● **WHAT THE TASK REQUIRES**: Pick out every line in the material below that contains the word "mushroom", and copy each one in full.

● **GIVEN INFORMATION**:
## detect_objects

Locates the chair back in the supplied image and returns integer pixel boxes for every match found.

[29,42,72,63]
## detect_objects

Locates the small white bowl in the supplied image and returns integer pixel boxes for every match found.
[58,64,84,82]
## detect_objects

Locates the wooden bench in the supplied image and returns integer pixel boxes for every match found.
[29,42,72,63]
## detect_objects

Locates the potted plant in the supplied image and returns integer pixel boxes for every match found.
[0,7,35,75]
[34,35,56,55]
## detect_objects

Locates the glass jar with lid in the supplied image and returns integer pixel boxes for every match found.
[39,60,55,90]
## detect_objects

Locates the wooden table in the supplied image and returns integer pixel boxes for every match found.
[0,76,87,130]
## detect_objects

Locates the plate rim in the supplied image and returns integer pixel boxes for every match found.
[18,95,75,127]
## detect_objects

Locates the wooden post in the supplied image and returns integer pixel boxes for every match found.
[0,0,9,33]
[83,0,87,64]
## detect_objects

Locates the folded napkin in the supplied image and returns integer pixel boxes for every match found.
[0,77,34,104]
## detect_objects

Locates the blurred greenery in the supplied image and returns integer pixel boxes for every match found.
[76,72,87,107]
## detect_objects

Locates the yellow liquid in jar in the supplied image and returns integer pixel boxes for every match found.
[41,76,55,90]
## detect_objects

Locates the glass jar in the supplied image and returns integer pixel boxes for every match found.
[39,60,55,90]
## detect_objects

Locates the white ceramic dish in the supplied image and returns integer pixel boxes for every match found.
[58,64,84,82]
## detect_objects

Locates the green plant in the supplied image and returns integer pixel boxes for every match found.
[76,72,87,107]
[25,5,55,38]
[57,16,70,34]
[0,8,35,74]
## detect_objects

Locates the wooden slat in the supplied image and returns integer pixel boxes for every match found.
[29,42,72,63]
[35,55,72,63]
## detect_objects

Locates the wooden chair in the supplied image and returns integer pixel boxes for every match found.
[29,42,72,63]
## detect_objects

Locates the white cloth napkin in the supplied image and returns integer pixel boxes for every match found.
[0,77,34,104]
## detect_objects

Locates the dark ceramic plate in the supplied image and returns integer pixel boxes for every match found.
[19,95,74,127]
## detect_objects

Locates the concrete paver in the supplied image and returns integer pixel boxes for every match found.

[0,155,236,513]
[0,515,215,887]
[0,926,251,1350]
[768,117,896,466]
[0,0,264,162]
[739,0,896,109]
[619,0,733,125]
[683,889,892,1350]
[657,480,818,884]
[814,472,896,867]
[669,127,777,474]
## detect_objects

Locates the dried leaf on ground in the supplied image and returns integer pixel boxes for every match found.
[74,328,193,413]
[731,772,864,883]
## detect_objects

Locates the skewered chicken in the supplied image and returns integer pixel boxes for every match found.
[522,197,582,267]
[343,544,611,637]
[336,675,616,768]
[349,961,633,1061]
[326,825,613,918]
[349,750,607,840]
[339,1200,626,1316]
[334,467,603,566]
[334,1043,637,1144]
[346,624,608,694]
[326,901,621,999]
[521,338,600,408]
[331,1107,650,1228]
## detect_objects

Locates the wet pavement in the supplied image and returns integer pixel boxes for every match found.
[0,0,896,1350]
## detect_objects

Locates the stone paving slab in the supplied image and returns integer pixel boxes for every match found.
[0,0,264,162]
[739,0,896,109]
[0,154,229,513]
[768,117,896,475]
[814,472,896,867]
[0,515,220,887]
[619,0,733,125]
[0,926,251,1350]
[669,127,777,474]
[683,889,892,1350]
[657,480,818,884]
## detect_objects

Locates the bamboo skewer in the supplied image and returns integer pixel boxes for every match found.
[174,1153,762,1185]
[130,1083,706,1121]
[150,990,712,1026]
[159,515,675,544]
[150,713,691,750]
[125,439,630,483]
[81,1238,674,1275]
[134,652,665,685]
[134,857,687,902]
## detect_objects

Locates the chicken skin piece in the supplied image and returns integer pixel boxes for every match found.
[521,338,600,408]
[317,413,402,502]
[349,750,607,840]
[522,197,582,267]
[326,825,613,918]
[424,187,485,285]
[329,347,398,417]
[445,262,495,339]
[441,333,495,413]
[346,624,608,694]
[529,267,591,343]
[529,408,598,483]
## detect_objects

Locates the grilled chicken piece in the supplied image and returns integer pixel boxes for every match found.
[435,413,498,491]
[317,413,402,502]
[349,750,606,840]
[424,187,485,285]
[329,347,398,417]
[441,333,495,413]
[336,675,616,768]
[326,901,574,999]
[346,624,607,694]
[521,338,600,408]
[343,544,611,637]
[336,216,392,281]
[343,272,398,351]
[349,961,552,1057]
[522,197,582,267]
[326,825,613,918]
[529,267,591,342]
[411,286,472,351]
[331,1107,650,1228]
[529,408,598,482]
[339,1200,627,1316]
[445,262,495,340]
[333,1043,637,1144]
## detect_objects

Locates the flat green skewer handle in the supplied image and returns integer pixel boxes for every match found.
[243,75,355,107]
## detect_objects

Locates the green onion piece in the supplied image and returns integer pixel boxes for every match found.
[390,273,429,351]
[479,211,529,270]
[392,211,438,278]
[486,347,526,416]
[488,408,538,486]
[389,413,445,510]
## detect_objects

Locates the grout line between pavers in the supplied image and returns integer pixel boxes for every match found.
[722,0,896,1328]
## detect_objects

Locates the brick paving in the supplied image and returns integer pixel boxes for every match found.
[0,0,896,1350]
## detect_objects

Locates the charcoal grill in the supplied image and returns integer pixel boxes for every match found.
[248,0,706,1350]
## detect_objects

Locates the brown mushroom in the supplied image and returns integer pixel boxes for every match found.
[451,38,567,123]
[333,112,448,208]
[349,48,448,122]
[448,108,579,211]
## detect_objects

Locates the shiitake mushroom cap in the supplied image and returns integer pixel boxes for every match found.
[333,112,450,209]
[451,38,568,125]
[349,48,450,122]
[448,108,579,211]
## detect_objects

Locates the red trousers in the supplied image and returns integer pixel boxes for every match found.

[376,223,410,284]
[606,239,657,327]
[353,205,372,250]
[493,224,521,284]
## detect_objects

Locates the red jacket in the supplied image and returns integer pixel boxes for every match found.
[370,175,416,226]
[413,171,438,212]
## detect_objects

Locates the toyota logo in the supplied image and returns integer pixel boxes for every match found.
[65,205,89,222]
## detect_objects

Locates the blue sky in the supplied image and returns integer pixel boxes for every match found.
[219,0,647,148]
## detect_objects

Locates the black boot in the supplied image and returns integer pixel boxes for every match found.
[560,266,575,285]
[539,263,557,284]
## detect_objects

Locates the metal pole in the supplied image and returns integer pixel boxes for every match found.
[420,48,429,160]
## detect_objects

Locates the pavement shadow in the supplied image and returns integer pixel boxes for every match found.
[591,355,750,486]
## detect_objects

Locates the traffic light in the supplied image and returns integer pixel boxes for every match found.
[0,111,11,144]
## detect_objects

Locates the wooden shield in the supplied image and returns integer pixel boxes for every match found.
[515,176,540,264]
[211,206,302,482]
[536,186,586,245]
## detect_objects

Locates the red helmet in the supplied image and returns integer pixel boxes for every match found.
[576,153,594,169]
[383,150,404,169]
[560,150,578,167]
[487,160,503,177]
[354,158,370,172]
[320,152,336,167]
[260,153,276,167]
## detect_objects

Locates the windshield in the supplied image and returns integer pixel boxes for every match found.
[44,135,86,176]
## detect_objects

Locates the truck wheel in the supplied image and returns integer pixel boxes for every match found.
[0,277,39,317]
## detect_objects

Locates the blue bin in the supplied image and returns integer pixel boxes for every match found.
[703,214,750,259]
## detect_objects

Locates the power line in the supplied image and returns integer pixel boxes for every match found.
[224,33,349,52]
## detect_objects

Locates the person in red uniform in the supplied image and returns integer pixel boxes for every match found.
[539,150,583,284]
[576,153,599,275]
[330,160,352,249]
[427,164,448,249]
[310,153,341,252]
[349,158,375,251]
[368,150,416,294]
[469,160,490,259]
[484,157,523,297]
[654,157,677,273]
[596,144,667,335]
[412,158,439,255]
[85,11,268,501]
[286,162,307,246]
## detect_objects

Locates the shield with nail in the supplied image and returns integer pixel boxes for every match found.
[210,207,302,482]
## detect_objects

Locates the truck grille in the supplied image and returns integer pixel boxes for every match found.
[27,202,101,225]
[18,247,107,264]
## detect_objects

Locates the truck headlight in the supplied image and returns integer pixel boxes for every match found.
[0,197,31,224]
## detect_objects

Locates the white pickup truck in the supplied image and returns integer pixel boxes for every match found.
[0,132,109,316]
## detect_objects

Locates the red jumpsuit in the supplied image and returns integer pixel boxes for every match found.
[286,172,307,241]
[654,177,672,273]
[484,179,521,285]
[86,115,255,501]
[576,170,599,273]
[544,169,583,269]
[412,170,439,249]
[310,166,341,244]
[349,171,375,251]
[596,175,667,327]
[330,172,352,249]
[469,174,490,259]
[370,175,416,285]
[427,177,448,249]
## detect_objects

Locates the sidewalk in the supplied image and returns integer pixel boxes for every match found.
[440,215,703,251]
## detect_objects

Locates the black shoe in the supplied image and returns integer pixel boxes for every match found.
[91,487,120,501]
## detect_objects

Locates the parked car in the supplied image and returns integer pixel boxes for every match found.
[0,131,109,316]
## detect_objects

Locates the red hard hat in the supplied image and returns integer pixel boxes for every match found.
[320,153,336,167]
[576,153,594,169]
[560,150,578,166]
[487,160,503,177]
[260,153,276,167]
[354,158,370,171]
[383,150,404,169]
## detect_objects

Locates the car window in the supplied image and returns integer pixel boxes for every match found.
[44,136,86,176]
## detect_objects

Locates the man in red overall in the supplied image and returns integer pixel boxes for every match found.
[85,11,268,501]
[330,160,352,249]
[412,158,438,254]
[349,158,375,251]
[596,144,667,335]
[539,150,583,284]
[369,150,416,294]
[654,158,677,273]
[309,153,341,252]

● **TASK ANSWER**:
Locates the brown mushroom in the supplied image and returns integer pixel boxes for every match found.
Locates the shiitake mushroom cap in the supplied image and returns integer pixel boxes for every match found.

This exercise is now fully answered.